** begin **
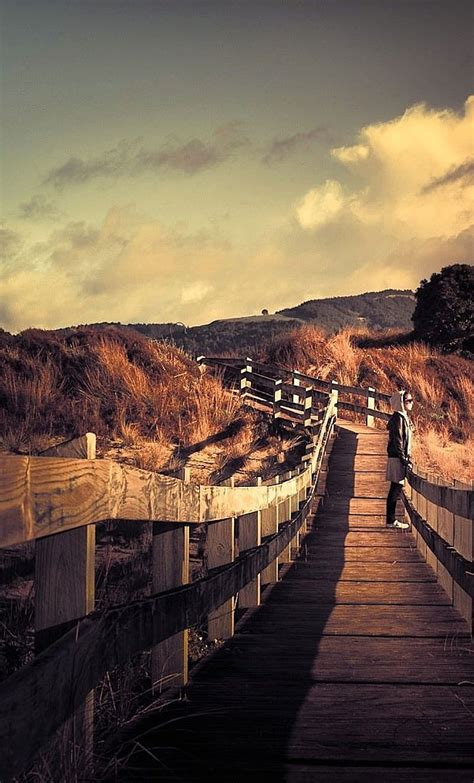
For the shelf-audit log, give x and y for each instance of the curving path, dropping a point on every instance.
(354, 668)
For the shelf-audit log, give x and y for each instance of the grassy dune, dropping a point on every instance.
(442, 385)
(147, 401)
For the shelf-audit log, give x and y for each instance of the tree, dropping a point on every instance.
(444, 311)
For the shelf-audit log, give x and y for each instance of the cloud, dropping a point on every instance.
(10, 243)
(320, 205)
(378, 225)
(38, 208)
(396, 221)
(130, 159)
(463, 173)
(282, 148)
(195, 292)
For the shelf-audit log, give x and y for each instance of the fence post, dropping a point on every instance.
(169, 658)
(277, 398)
(296, 380)
(334, 393)
(370, 421)
(65, 590)
(269, 527)
(250, 535)
(284, 515)
(220, 551)
(308, 406)
(245, 381)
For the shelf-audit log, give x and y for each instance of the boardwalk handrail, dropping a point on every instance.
(441, 514)
(38, 497)
(41, 496)
(296, 384)
(56, 496)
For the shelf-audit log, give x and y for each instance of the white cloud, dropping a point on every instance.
(320, 205)
(195, 292)
(409, 210)
(401, 210)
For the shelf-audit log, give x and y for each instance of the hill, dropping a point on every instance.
(389, 309)
(375, 311)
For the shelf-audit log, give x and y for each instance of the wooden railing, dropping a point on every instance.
(293, 394)
(441, 514)
(58, 498)
(442, 523)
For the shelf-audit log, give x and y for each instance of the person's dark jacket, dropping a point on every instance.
(398, 438)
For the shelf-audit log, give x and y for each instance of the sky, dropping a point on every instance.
(189, 160)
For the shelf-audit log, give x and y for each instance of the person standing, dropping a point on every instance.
(398, 450)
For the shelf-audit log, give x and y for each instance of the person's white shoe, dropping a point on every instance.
(400, 525)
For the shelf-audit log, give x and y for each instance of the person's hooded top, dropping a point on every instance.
(399, 429)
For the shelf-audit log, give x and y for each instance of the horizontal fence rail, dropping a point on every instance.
(58, 500)
(442, 523)
(292, 392)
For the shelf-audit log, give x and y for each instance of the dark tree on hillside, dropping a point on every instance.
(444, 312)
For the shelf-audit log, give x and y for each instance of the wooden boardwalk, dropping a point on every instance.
(355, 667)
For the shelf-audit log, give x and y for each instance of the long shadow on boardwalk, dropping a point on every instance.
** end **
**GIVEN INSTRUCTION**
Repeat the material verbatim. Do not carry over any picture.

**RESULT FOR THIS EXERCISE**
For the shelf-audit log, give x and y for each instance of the curving path, dropping a point on every instance.
(354, 668)
For the shelf-audit log, give x and y for each instance of the grassy dune, dropping a point on every instance.
(442, 385)
(147, 401)
For the shelf-audit log, give x and y for each instance of the tree, dropping a point on every instance.
(444, 311)
For the shelf-audit log, give x and y for each instance of the cloud, dropping a point on every instance.
(10, 243)
(320, 205)
(378, 225)
(38, 208)
(396, 221)
(130, 159)
(463, 173)
(282, 148)
(195, 292)
For the shelf-audit log, give x and y for each instance of the fence post, dropping a point on every instance.
(169, 658)
(277, 398)
(296, 380)
(334, 393)
(370, 421)
(65, 590)
(269, 527)
(250, 535)
(284, 515)
(220, 551)
(308, 406)
(245, 381)
For the shelf-audit log, give x and y for each instance of the boardwalk handrail, dropping a point on every instance.
(441, 514)
(38, 497)
(41, 496)
(296, 384)
(56, 496)
For the shelf-audit log, give x and y for each instance of the white cloud, dropping a point on every instance.
(320, 205)
(195, 292)
(409, 210)
(401, 210)
For the shelf-audit log, give x and y for each instance of the hill, dropping a point on every instance.
(389, 309)
(375, 311)
For the shelf-audit log, give x and y for each instance of the wooden railing, dropping a point on every instance.
(293, 394)
(441, 514)
(58, 498)
(442, 523)
For the shelf-audit log, give x and y for each instance of the person's dark jacket, dropping a point on every instance.
(398, 438)
For the shelf-audit log, give x and y for each instance of the sky, dropping a point on every instance.
(189, 160)
For the shelf-audit log, give x and y for each instance of the person standing, dropping a point on every instance.
(398, 450)
For the shelf-audit log, give x and y for each instance of the person's white shoe, dropping a point on every instance.
(400, 525)
For the shelf-audit log, give x and y for each instance of the person's hooded top, dropping a point on every instance.
(399, 429)
For the shelf-audit log, give x and y for each instance of the horizontal fence rail, dropping a point on every instance.
(58, 500)
(442, 523)
(292, 392)
For the shelf-audit log, give x and y for each instance of the dark tree on hillside, dropping a point on every instance.
(444, 312)
For the shelf-audit log, give x and y for each instance of the wooden boardwalk, dropping a point on every instance.
(355, 667)
For the shelf-audit log, give x and y for each instance of the long shadow on boardwalk, dropping a point on every instance.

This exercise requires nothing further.